抜粋文によると、ミッドマンハッタンブランチはいつリニューアルオープンしますか。

| 抜粋文 |
···
『ニューヨーク公共図書館 エクス・リブリス』本作はワイズマン監督からのラブレター

公開記念イベント:ニューヨーク公共図書館と<図書館の未来>より

●手軽に理解しようとすることに慣れてしまった私達への挑戦状
菅谷さん)「自分が本(『未来をつくる図書館』)を出した時に、これをドキュメンタリーにしたらいいなと思っていました。この映画は手法がユニークで、観客が透明人間になったかのように図書館に潜り込んで、その現場に立ち会わせてくれます。本作は作り手によって解釈されたものではなく、観る人それぞれが提示された生の素材を理解するという知性が問われる作品です。あるいは手軽に理解しようとすることに慣れてしまった私達への挑戦状かもしれません。知とは何かということを考えさせられる素晴らしい映画だと思います」

●「図書館とは人である」という言葉に共感
菅谷さん)「イベントもあって本もあって、マンハッタンに住み続けている理由はNYPLのそばに住みたいからです。本館の前にミッドマンハッタンブランチといわれる大きな分館があるのですが、その改装についてスタッフを集めた説明会が行われました。映画では、建築家のオランダ人女性が登場し、『図書館は本のための書架ではなく、人のためにある』とその本質を語ります。ワイズマン監督もこのシーンに共感されているのか、結構尺を割いています。この方は図書館の建築について定評があり、世界中の図書館を手がけています。ちなみに、この分館は今年の末にリニューアルオープンします」
···
| データセット抜粋 |
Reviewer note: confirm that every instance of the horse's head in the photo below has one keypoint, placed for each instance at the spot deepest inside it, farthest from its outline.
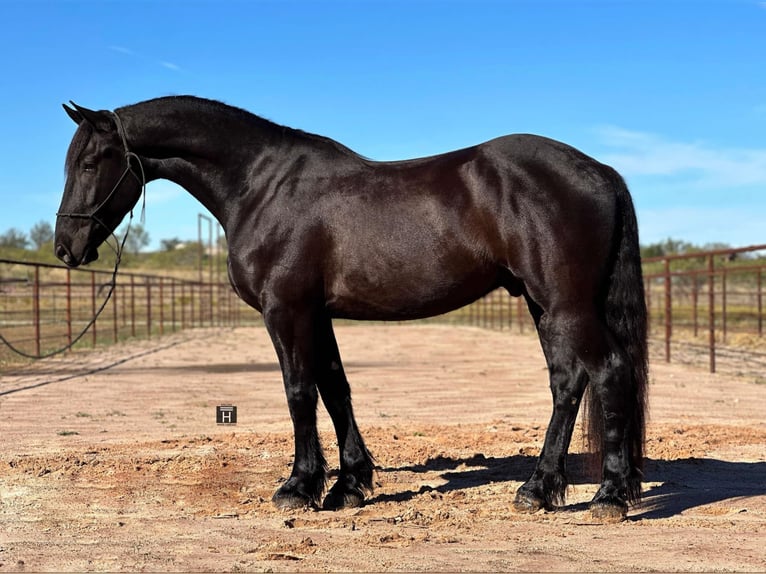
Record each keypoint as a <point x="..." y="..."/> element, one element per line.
<point x="101" y="185"/>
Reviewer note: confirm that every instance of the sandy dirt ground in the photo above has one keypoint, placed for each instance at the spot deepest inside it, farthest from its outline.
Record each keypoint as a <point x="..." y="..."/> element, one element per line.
<point x="112" y="460"/>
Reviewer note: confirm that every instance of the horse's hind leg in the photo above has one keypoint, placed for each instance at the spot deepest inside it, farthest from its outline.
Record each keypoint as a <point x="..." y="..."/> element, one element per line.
<point x="580" y="351"/>
<point x="547" y="485"/>
<point x="356" y="466"/>
<point x="293" y="332"/>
···
| 演習の解答 |
今年の末です。